*Exercise*:
From the data below, retype exactly the lines starting with the one that contains "box: [0, 0, 300, 201]" and ending with the one that contains "2L0 195L297 201L296", both included.

------

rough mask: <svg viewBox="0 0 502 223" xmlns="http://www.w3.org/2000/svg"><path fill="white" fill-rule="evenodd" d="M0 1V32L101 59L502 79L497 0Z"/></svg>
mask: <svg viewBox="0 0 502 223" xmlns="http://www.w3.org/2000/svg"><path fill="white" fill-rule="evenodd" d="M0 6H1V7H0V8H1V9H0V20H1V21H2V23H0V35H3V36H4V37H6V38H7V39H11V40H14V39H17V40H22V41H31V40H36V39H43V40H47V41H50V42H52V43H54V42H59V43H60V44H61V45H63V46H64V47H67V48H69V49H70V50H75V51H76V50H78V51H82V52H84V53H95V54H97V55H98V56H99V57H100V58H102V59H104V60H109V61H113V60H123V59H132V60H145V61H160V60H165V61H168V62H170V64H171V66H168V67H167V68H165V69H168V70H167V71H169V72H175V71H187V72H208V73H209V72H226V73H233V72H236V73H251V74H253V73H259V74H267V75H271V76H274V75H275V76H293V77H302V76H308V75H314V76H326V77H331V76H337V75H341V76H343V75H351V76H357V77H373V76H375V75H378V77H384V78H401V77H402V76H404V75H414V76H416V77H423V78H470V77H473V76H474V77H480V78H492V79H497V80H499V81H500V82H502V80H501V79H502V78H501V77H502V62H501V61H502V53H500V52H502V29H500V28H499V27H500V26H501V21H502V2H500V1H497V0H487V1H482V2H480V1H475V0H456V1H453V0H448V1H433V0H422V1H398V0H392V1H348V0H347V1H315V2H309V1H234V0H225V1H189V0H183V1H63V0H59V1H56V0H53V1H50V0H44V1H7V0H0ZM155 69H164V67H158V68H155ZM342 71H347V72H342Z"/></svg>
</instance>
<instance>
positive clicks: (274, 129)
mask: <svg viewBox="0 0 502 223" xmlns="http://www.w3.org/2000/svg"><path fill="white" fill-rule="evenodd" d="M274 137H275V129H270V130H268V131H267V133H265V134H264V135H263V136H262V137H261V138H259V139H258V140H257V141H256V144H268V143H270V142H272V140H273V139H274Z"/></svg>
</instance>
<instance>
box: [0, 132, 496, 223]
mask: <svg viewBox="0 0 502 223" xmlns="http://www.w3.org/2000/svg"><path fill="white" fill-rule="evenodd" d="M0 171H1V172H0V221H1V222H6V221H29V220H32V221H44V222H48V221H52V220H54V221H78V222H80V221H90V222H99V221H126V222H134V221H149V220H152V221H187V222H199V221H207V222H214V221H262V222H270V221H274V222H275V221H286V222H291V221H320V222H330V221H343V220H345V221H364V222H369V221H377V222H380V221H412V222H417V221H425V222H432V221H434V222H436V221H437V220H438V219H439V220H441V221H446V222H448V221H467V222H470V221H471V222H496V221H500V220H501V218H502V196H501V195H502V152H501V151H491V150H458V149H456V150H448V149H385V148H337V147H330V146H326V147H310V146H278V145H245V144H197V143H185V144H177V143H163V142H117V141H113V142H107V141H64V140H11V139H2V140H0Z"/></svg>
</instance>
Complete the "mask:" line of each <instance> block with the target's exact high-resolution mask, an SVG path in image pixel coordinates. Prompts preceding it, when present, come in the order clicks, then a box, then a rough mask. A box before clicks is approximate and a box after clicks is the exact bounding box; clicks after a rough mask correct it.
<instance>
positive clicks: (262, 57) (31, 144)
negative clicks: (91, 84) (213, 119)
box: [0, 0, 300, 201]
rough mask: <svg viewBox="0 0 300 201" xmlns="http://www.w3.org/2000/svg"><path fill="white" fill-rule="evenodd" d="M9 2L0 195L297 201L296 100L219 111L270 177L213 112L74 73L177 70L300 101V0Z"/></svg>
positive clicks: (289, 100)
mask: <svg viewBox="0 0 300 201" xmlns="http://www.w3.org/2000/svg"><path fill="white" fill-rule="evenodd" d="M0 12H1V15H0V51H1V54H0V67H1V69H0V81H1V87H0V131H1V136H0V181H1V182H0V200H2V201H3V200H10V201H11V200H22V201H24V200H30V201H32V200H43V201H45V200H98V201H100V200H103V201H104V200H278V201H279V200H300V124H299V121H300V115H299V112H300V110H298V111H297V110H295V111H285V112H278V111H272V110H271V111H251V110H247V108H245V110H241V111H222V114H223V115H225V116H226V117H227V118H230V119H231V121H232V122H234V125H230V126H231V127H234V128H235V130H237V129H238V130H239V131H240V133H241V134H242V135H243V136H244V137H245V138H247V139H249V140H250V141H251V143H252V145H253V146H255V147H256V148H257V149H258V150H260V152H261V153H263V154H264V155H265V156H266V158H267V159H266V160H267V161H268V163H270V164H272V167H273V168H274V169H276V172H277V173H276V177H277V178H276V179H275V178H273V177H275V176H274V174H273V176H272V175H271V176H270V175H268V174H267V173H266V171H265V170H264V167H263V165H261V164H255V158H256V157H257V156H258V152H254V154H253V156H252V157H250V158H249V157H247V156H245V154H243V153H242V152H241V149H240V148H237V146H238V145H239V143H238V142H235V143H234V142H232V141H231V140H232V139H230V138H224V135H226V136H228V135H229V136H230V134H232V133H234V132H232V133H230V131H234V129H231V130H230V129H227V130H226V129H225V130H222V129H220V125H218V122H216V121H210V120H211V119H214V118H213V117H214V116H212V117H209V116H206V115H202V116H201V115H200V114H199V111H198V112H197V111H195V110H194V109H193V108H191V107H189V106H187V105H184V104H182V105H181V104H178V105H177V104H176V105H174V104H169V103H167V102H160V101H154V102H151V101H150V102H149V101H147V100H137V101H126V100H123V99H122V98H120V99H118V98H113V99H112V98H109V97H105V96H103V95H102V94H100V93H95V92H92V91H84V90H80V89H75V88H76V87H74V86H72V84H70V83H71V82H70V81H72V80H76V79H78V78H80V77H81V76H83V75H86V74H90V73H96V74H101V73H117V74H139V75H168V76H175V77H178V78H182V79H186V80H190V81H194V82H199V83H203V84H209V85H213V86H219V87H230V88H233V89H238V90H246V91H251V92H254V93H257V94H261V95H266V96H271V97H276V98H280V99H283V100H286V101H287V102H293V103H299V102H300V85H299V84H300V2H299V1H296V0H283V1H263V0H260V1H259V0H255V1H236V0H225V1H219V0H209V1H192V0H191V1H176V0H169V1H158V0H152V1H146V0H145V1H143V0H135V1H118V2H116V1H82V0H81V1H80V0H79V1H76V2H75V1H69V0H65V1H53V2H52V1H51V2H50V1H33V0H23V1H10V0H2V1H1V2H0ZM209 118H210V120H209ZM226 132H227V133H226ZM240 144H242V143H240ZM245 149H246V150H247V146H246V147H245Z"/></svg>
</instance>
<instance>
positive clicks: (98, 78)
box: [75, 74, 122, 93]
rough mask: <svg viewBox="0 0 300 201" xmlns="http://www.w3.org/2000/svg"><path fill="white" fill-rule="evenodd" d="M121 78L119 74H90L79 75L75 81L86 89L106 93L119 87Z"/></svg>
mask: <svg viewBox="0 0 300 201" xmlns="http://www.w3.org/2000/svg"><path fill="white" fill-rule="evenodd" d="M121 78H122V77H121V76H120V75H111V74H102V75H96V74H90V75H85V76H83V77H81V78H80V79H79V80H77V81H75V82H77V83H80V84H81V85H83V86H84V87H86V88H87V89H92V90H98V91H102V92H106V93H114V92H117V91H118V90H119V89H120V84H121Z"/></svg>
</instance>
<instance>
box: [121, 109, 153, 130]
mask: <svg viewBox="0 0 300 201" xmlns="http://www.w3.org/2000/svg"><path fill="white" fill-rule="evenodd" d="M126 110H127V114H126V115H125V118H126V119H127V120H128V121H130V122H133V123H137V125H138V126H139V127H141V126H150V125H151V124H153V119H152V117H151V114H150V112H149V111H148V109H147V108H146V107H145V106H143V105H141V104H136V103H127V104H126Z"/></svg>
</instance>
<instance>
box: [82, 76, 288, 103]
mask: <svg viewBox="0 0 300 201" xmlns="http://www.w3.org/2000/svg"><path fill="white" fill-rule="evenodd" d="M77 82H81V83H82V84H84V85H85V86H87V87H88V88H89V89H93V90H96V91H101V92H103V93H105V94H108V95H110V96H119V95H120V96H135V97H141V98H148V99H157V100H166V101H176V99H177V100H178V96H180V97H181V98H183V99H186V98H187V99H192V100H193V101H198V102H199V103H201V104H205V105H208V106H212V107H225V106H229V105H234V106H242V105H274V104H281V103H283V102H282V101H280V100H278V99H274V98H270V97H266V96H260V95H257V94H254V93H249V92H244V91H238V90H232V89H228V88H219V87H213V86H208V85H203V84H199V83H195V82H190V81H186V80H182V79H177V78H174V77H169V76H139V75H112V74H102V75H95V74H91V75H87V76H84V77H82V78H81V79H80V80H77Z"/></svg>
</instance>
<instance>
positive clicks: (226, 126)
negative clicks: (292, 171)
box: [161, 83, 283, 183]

------

*Written reply*:
box: [0, 0, 300, 201]
rough mask: <svg viewBox="0 0 300 201" xmlns="http://www.w3.org/2000/svg"><path fill="white" fill-rule="evenodd" d="M9 2L0 195L297 201L296 100L219 111L270 177L213 112L74 73L177 70L300 101V0Z"/></svg>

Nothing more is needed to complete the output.